▶ Your goal: What is the number of lines in these entries that include "vanity"? Write that number and no other text.

▶ Material supplied:
———

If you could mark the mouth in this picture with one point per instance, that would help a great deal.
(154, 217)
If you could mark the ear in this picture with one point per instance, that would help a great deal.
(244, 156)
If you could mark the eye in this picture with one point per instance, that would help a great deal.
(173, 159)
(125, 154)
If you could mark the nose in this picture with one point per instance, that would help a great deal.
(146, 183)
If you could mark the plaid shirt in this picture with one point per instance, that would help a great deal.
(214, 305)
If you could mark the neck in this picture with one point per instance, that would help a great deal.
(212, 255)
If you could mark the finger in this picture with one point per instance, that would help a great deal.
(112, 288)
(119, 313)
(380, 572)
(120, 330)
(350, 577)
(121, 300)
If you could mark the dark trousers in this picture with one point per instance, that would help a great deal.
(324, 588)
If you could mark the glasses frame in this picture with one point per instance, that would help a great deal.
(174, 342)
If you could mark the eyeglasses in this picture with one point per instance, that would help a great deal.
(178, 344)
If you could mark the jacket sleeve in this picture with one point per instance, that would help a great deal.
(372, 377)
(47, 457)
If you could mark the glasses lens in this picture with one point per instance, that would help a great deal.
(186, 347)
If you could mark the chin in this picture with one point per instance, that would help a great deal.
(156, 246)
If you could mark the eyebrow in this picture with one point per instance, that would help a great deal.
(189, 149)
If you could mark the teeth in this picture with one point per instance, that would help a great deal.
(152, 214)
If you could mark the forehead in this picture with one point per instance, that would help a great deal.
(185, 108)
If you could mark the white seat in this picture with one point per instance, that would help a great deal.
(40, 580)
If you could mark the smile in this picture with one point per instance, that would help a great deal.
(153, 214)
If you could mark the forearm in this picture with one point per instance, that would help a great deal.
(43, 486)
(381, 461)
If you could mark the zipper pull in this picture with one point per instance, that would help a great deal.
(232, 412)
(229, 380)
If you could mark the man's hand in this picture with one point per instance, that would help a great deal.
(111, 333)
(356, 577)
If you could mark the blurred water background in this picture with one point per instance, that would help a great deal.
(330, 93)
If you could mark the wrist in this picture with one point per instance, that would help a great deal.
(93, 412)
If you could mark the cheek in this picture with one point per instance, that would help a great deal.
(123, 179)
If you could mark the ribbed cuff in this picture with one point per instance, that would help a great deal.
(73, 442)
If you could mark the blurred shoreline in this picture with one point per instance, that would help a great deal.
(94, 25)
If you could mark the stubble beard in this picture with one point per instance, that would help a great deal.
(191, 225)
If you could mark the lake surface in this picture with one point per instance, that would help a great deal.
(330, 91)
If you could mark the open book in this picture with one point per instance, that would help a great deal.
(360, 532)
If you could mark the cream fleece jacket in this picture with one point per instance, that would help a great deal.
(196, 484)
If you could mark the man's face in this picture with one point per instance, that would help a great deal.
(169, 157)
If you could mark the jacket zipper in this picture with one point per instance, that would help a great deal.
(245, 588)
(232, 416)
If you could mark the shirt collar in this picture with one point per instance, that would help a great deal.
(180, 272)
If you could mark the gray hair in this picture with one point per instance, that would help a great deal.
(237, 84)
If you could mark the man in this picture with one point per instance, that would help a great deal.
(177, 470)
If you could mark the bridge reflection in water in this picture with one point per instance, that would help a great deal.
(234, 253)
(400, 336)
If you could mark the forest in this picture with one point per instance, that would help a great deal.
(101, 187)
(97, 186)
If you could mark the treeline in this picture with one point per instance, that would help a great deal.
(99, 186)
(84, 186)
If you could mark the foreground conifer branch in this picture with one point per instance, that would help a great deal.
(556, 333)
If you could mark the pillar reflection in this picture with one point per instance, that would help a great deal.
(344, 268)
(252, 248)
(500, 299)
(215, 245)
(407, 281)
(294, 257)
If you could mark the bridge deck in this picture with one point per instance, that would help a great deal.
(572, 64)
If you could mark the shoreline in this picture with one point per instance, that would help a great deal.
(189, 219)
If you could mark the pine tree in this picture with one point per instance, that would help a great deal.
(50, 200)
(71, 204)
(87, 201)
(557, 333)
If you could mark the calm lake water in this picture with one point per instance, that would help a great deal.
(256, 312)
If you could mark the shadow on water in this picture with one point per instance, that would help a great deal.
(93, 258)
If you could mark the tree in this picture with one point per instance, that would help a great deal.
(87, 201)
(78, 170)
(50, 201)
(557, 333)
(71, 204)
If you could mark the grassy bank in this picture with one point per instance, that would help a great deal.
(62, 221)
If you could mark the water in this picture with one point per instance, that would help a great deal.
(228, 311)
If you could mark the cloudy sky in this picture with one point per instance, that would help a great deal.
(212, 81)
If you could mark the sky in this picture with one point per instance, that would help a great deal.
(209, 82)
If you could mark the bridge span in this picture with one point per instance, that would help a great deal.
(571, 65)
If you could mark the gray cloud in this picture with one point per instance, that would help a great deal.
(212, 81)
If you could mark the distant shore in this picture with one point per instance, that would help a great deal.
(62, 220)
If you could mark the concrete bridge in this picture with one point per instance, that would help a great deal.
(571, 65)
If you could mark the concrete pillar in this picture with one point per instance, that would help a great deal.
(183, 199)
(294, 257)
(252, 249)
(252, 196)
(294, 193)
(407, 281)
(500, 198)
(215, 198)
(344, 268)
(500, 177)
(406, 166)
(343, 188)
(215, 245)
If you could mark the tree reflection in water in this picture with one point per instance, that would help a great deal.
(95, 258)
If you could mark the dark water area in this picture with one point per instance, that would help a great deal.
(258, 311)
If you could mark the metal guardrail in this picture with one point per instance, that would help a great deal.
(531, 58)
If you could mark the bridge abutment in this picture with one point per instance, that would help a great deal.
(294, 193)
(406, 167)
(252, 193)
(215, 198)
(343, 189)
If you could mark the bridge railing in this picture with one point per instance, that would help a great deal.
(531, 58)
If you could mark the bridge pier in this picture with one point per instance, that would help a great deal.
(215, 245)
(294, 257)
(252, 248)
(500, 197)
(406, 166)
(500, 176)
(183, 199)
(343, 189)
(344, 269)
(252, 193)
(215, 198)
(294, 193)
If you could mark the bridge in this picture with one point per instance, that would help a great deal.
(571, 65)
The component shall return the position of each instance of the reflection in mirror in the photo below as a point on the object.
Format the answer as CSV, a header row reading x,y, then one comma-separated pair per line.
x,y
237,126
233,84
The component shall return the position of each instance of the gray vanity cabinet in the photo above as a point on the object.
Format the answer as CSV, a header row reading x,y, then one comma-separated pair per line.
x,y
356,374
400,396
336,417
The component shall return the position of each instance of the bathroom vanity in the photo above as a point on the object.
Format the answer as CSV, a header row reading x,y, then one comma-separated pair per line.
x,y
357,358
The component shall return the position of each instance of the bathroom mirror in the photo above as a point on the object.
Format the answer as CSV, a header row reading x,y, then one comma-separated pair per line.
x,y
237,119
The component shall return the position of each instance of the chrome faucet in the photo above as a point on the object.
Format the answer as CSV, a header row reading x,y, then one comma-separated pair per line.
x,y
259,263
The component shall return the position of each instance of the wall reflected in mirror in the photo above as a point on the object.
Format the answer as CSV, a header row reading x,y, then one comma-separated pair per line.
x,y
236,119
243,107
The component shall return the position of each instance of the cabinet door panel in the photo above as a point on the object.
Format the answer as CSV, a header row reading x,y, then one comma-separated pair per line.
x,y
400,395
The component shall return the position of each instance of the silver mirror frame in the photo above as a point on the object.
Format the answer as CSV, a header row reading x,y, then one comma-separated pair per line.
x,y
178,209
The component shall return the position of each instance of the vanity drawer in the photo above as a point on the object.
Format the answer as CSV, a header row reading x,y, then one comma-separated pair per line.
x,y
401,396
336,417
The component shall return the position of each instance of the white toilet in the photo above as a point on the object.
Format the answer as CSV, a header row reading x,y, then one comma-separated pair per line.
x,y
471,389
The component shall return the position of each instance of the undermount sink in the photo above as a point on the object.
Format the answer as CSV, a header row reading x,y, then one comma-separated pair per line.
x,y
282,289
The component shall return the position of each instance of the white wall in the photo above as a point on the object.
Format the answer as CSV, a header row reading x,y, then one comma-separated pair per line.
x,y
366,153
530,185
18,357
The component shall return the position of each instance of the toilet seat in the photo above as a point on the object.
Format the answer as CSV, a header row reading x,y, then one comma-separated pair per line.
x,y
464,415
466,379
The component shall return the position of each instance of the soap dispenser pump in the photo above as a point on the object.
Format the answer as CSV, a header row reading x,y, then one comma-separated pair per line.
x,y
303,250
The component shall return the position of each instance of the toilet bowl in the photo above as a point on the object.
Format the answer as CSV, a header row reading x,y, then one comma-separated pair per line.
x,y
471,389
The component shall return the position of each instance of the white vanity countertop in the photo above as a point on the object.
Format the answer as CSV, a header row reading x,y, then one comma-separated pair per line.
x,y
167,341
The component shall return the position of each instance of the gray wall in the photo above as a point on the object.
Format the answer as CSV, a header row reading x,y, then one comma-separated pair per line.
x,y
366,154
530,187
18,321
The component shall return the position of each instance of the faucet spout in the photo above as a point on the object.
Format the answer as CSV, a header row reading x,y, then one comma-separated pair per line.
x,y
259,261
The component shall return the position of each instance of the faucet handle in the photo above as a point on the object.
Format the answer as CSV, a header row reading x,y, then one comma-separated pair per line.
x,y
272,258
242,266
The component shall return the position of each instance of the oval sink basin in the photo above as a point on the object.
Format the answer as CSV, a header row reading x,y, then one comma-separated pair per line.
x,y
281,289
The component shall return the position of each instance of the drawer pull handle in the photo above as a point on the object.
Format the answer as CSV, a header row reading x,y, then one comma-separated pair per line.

———

▶ Exercise output: 4